Task objective ▸ Rewrite the lines from the one with "Annotate the blue" up to and including the one with "<point>785,86</point>" as a numbered list, dropping any blank lines. Leave out all the other lines.
## start
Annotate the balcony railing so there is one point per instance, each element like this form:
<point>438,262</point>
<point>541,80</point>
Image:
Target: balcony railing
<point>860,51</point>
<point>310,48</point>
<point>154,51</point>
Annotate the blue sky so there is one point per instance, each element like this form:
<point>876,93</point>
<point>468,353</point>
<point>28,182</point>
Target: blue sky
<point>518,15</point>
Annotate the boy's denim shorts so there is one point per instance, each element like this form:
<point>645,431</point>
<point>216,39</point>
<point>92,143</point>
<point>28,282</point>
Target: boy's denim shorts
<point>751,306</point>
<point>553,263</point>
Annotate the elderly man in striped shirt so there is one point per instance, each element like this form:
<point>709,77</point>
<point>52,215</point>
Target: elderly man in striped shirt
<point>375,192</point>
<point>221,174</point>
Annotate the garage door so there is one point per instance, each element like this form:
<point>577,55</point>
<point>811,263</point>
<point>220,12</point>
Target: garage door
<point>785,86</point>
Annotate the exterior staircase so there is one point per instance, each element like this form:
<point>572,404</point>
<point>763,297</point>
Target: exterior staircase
## end
Solution ▸
1. Annotate the blue sky so there is one point per instance, each element like this form:
2. <point>876,93</point>
3. <point>468,353</point>
4. <point>28,182</point>
5. Target: blue sky
6. <point>518,15</point>
7. Annotate the boy's denim shorts so there is one point per instance, each element like this form:
8. <point>645,431</point>
9. <point>216,39</point>
10. <point>92,143</point>
11. <point>28,282</point>
12. Target: boy's denim shorts
13. <point>751,306</point>
14. <point>553,263</point>
15. Annotate the elderly man in striped shirt so there is one point per instance, each element like this form:
16. <point>709,77</point>
17. <point>52,215</point>
18. Target: elderly man in striped shirt
19. <point>375,192</point>
20. <point>221,174</point>
21. Annotate the garage door so there is one point per instance, each element like this form:
22. <point>577,55</point>
23. <point>811,263</point>
24. <point>220,12</point>
25. Target: garage door
26. <point>785,86</point>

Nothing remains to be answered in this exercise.